Task to carry out. Exact reproduction, images excluded: write out the records below.
"""
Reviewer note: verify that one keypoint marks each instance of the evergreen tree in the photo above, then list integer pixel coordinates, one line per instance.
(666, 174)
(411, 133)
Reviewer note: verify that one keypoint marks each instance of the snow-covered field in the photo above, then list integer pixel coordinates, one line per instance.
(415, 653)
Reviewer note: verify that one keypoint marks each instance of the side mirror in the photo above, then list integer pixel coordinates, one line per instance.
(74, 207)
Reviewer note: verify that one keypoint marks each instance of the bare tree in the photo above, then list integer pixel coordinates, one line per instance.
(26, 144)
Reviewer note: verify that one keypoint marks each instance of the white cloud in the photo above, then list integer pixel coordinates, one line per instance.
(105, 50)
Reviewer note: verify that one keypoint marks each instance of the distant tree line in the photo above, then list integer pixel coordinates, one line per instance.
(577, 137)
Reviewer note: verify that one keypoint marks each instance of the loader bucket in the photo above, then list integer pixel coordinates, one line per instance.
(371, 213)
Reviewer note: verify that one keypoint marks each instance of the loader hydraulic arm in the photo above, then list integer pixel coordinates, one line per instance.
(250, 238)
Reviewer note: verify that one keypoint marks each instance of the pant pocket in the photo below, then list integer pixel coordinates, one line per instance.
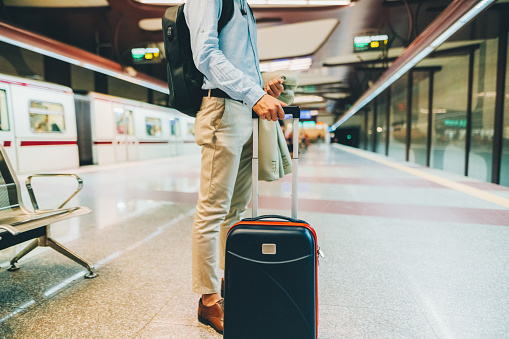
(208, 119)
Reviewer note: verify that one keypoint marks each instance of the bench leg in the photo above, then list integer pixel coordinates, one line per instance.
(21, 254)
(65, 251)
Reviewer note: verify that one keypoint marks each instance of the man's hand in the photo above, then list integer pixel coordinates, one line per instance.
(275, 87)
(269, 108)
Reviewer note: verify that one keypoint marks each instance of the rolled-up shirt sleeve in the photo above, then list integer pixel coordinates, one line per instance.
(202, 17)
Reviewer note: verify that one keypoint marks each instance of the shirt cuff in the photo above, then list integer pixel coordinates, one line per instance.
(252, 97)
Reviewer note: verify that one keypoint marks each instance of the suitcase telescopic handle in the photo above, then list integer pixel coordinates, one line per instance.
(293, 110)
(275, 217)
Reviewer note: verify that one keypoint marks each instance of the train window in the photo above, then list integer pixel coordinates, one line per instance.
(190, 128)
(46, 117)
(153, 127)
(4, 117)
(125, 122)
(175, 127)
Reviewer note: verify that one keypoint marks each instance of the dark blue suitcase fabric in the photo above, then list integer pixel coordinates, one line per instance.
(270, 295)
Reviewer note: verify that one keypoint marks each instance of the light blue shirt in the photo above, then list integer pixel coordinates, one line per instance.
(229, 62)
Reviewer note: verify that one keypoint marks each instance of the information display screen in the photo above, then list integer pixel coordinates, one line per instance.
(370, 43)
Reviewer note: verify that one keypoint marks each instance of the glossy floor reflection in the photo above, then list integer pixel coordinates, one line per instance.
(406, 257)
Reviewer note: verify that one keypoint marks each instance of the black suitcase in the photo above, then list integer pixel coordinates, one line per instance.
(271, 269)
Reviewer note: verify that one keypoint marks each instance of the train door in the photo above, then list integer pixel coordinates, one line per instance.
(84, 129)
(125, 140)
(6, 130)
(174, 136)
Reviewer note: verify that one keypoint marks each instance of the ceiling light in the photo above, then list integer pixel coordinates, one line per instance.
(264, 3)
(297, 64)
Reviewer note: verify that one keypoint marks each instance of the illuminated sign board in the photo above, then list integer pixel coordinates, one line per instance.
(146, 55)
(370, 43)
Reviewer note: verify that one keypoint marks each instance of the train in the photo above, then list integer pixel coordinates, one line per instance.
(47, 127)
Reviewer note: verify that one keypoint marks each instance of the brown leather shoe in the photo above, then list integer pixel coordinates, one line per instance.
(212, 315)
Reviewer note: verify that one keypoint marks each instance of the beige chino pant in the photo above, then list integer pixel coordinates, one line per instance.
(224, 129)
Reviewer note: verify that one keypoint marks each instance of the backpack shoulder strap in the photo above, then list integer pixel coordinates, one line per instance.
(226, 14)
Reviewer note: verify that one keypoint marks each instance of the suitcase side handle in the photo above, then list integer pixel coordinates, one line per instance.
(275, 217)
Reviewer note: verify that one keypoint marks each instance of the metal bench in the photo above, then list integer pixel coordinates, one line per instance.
"""
Solution for this problem.
Reviewer note: verify that one keypoint marks each instance of the evergreen tree in the photo above, then list integer pixel coordinates, one line per instance.
(666, 174)
(411, 133)
Reviewer note: verify that one keypoint marks each instance of the snow-covered field in the photo above, then list integer pixel coordinates, one line per instance.
(415, 653)
Reviewer note: verify that one keypoint marks each instance of the side mirror in the photo above, then list integer pixel coordinates, one line per instance.
(74, 207)
Reviewer note: verify that one keypoint marks each instance of the bare tree in the photo above, then list integer pixel coordinates, one line per instance.
(26, 144)
Reviewer note: verify that one keypoint marks each instance of the white cloud in the photo above, then list integer pixel coordinates, one line per instance.
(105, 50)
Reviewer note: verify that one keypoint marks each instance of the distant tree line in the photo above, then list integer pixel coordinates, one line per instance.
(577, 137)
Reviewer note: verify that one keypoint marks each instance of the loader bucket in the photo above, then list integer pixel coordinates, one line per instance.
(371, 213)
Reviewer note: verify that one keypoint marks each instance of the loader hydraulic arm in the photo above, then list integer pixel coordinates, one line per instance.
(250, 238)
Reviewer note: verify that one keypoint marks each instance of the pant pocket in the photo below, then list integer pixel coordinates, one line per instance.
(208, 119)
Reviewer note: verify that one keypoint marks each instance of the bench leg in the photo above, then list integer pixel coordinates, one line per instance.
(21, 254)
(65, 251)
Reviewer note: verify that one keypoint marks each instance of the man's hand in the photo above, then list integer pixel coordinates, one line per instance.
(275, 87)
(269, 108)
Reviewer note: verify that one keypoint marks each instance of the rolled-up shirt sleeve in the photo above, then list integer pixel coordinates, one line per instance.
(202, 17)
Reviewer note: verify that one keypoint marks each instance of the shirt cuff in the photo above, then list integer pixel coordinates, one line per instance.
(252, 97)
Reviewer note: verify that one keypoint marks each instance of the suitcase telescopic handle in the photo above, then list integer pixel coordinates, one line per instance.
(293, 110)
(275, 217)
Reviewer note: verify that one keypoint marks each instance of the train window in the photo above, then list integer pixel coordinates, one line per instance.
(190, 128)
(46, 117)
(153, 127)
(4, 117)
(125, 122)
(175, 127)
Reviewer note: verify that one keypoint marks each instance of the dark blue suitcase fabric in the photo above, then list integer pixel coordinates, one line per instance.
(270, 295)
Reviewer note: verify that one keypoint marks each instance of the light blue shirt in the photo above, then list integer pixel coordinates, one line per instance.
(229, 62)
Reviewer note: verify that one keypoint marks each instance of the information display screen in the photo above, then list integer pixel coordinates, one line per instance.
(370, 43)
Reviewer note: verify that one keypoint marks each instance of the glossy floor reflection in the photo above, then list integer pixel coordinates, one line per instance.
(406, 257)
Reviewer note: verify that one keypoint marks each instance of the black suitcase in the photo above, then list integer pixel coordinates, one line per instance.
(271, 269)
Reviewer note: verify that one keypoint marks each instance of the train door in the photo above, then list integer pixel coordinates, one line per instance.
(84, 129)
(125, 140)
(6, 130)
(174, 136)
Reviewer note: verify that one keypoint marks each instance of the ceiling light in the photo above, then list integer pixel coordinates, one line per instance.
(264, 3)
(297, 64)
Reviewer note: verify that one keypoint marks each instance of the illuminated sign board in the photo above, then list integer pixel coordinates, one line per instance.
(146, 55)
(370, 43)
Reviewer note: verify that one keypoint marks each instance of the train in the photo above, then list integer pixel coordinates, one line per instance.
(47, 127)
Reviewer note: verify that one keypoint marks each instance of the brown leather shoe in the photo above, then list integer pixel coordinates, one line per instance.
(212, 315)
Reviewer note: verify that one keypoint marks each instance of the beige chino pant in the photo above, then list integer pixel coordinates, one line per instance.
(224, 129)
Reviewer note: verify that one keypoint marks each instance of the backpack shoulder strap in the photo above, then list integer pixel coordinates, one line per instance.
(226, 14)
Reviewer note: verify that one keypoint marks each instance of the suitcase side handle in the photo above, then list integer pixel coordinates, one line per instance.
(275, 217)
Reviewer note: verify that one keypoint marks each instance of the metal bench in the photo above, then list integer pixel coordinates, one line per instance.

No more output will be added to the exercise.